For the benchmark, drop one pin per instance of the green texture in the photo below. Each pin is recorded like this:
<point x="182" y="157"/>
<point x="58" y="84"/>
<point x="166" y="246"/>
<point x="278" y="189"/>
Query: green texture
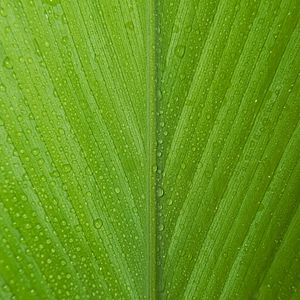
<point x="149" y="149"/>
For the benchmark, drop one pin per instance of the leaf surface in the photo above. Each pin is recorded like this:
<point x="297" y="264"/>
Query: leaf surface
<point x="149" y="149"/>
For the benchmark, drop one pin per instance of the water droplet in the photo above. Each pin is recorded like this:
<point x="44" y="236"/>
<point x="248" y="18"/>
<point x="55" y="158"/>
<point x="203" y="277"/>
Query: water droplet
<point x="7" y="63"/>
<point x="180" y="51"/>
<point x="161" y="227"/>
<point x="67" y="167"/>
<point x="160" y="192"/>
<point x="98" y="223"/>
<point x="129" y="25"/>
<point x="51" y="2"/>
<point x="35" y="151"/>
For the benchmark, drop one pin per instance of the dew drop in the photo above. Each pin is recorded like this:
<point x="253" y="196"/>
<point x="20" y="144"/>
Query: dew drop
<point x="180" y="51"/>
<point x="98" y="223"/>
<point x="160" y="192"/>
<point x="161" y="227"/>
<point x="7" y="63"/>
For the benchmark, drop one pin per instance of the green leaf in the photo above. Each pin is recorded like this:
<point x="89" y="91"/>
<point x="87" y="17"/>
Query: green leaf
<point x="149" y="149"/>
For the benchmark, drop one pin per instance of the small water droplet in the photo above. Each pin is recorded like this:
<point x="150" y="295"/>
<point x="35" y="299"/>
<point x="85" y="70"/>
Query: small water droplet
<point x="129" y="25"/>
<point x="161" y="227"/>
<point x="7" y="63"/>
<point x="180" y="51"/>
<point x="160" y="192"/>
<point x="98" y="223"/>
--------------------
* What this task involves
Pictures are excluded; repeat every record exactly.

* Task solution
For the benchmark, drop one pin per instance of the green texture in the photo below. Each pin is recorded like this:
<point x="182" y="157"/>
<point x="58" y="84"/>
<point x="166" y="246"/>
<point x="278" y="189"/>
Query: green texture
<point x="149" y="149"/>
For the benchmark, drop one pin per instance of the leaf surface in the photo above. Each pin is recorded like this:
<point x="297" y="264"/>
Query: leaf surface
<point x="149" y="149"/>
For the benchmark, drop one pin per instance of the water droplet in the photo above. Each pin is recorded like this:
<point x="44" y="236"/>
<point x="248" y="18"/>
<point x="55" y="158"/>
<point x="203" y="277"/>
Query: water droplet
<point x="7" y="63"/>
<point x="180" y="51"/>
<point x="161" y="227"/>
<point x="67" y="167"/>
<point x="160" y="192"/>
<point x="98" y="223"/>
<point x="129" y="25"/>
<point x="51" y="2"/>
<point x="35" y="151"/>
For the benchmark, drop one pin per instance of the dew drop in the photo above. Each pin is recorded like this:
<point x="253" y="196"/>
<point x="20" y="144"/>
Query: dew drop
<point x="180" y="51"/>
<point x="98" y="223"/>
<point x="160" y="192"/>
<point x="161" y="227"/>
<point x="7" y="63"/>
For the benchmark, drop one pin per instance of the green leaf in the photo above. Each pin is recorded like this:
<point x="89" y="91"/>
<point x="87" y="17"/>
Query: green leaf
<point x="149" y="149"/>
For the benchmark, drop one pin per instance of the small water droplet in the photo above. Each pin is recorded like this:
<point x="150" y="295"/>
<point x="35" y="299"/>
<point x="85" y="70"/>
Query: small water droplet
<point x="129" y="25"/>
<point x="161" y="227"/>
<point x="7" y="63"/>
<point x="180" y="51"/>
<point x="160" y="192"/>
<point x="98" y="223"/>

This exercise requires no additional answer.